# Problem to work on
Reproduce all records exactly.

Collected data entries

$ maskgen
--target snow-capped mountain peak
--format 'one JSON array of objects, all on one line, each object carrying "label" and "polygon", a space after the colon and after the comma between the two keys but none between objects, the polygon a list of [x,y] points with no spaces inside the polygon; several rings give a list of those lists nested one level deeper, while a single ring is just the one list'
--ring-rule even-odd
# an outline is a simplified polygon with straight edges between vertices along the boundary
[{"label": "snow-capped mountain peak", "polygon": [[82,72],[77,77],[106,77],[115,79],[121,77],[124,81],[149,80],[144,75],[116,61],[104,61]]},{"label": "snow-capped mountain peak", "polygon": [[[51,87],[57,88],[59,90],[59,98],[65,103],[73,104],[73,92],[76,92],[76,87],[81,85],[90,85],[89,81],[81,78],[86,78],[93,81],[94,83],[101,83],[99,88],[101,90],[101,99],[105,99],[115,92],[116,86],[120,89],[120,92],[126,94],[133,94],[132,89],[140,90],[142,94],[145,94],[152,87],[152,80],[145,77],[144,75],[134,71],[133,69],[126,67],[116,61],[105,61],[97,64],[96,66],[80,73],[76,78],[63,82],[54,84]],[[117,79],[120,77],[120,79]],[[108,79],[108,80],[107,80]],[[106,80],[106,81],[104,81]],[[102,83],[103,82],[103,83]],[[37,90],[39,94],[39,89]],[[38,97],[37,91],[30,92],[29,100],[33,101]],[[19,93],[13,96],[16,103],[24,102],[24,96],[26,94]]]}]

# Answer space
$ maskgen
--target snow-capped mountain peak
--format 'one JSON array of objects, all on one line, each object carrying "label" and "polygon", a space after the colon and after the comma between the two keys but none between objects, the polygon a list of [x,y] points with no spaces inside the polygon; several rings give a list of those lists nested one level deeper, while a single ring is just the one list'
--ring-rule even-odd
# an outline is a simplified polygon with straight edges between vertices along the boundary
[{"label": "snow-capped mountain peak", "polygon": [[82,72],[77,77],[106,77],[115,79],[121,77],[124,81],[149,80],[144,75],[116,61],[104,61]]},{"label": "snow-capped mountain peak", "polygon": [[[51,87],[57,88],[59,90],[59,98],[65,103],[73,104],[73,92],[76,92],[76,87],[81,85],[90,85],[89,81],[81,78],[86,78],[93,81],[94,83],[101,83],[99,88],[101,90],[101,99],[105,99],[115,92],[116,86],[120,89],[120,92],[126,94],[133,94],[132,89],[140,90],[142,94],[145,94],[152,87],[152,80],[145,77],[144,75],[134,71],[133,69],[126,67],[116,61],[105,61],[97,64],[96,66],[80,73],[76,78],[63,82],[54,84]],[[117,79],[120,77],[120,79]],[[108,79],[108,80],[107,80]],[[106,80],[106,81],[104,81]],[[102,83],[103,82],[103,83]],[[37,90],[39,94],[39,89]],[[38,97],[37,91],[30,92],[29,100],[33,101]],[[19,93],[13,96],[16,103],[24,102],[24,96],[26,94]]]}]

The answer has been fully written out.